(Stored data entries)
■ ■ ■ ■ ■ ■ ■
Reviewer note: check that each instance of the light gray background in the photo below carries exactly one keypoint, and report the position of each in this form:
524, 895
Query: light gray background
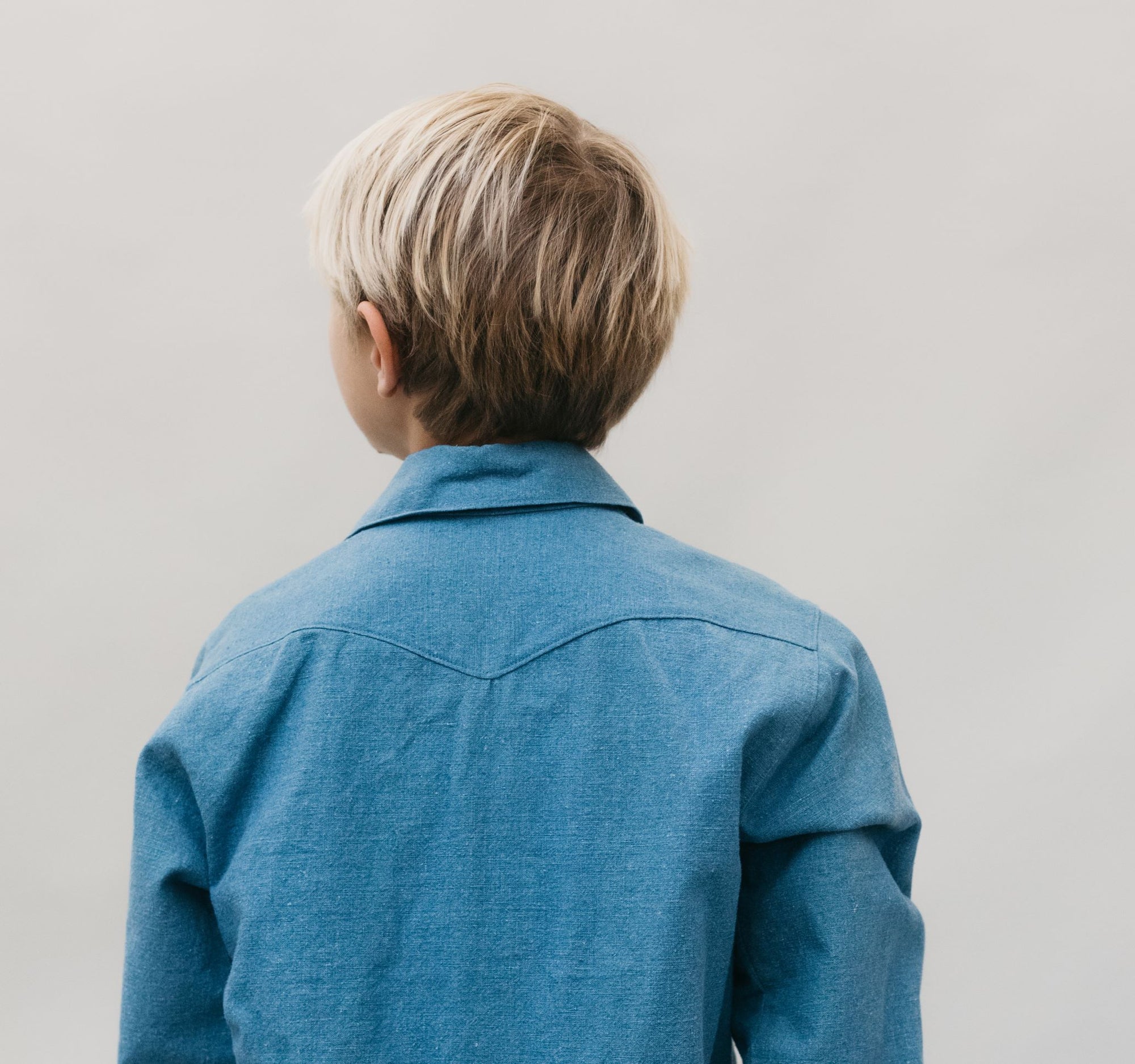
903, 388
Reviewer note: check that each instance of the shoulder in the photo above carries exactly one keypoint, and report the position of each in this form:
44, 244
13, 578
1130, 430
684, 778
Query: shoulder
280, 613
728, 594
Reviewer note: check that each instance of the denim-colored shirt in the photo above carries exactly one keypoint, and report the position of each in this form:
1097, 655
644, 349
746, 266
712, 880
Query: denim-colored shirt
510, 776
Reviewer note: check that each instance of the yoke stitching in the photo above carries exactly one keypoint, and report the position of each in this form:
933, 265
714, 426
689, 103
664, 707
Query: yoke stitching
508, 668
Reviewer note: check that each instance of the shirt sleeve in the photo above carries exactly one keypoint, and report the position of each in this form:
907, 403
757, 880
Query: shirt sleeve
176, 962
828, 954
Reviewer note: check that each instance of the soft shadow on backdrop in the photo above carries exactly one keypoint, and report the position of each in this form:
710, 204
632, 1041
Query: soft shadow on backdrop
903, 388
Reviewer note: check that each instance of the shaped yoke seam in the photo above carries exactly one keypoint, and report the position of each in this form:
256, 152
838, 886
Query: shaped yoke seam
503, 672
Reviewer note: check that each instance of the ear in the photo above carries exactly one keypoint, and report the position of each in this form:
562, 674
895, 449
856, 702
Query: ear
384, 355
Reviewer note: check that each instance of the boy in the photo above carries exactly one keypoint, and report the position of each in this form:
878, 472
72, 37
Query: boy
508, 775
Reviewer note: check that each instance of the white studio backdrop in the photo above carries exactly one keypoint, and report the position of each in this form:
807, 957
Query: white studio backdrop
903, 388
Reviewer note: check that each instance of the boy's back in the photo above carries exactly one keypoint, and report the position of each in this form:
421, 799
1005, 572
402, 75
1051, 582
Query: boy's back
509, 776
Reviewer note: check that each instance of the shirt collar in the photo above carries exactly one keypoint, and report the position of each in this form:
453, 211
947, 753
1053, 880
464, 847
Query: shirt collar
447, 480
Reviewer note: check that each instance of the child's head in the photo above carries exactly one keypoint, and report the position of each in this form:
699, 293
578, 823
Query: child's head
518, 266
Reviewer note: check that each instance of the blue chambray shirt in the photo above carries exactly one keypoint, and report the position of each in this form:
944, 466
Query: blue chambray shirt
510, 776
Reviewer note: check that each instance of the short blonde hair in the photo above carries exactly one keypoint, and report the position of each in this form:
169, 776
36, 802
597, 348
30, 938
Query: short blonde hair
526, 264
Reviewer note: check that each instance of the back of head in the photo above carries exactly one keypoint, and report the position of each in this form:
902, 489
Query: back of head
525, 263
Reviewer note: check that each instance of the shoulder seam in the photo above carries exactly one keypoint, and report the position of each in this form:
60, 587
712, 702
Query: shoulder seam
509, 668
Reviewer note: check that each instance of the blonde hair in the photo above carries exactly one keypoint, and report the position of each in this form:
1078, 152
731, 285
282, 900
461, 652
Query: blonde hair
525, 262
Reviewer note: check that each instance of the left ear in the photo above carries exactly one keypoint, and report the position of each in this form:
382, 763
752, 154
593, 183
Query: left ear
384, 355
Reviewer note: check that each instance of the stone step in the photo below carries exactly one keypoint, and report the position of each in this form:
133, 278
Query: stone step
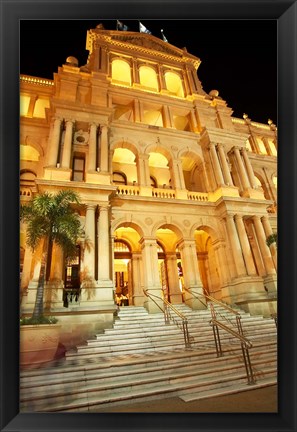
76, 398
179, 364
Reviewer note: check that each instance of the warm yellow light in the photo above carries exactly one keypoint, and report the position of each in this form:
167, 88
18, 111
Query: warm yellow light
153, 118
148, 77
123, 156
121, 72
174, 84
39, 109
24, 105
157, 160
28, 153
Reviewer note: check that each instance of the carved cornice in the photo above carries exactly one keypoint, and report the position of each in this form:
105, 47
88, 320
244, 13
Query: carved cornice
143, 43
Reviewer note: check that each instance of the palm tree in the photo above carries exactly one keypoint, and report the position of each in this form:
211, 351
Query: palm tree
272, 238
50, 219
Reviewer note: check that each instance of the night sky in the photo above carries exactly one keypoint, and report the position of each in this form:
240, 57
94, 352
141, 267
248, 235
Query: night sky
■ ■ ■ ■ ■ ■ ■
## Assigned task
Read the entries and show each line that mentions "below".

## Response to the task
Reviewer note: check that each instance of the light gray background in the photo below carries exactly one keypoint, and report the position of each in this form:
Reviewer note: check that each instance of the stone step in the photo below carries exactly one keypoint, and report the position of each in this form:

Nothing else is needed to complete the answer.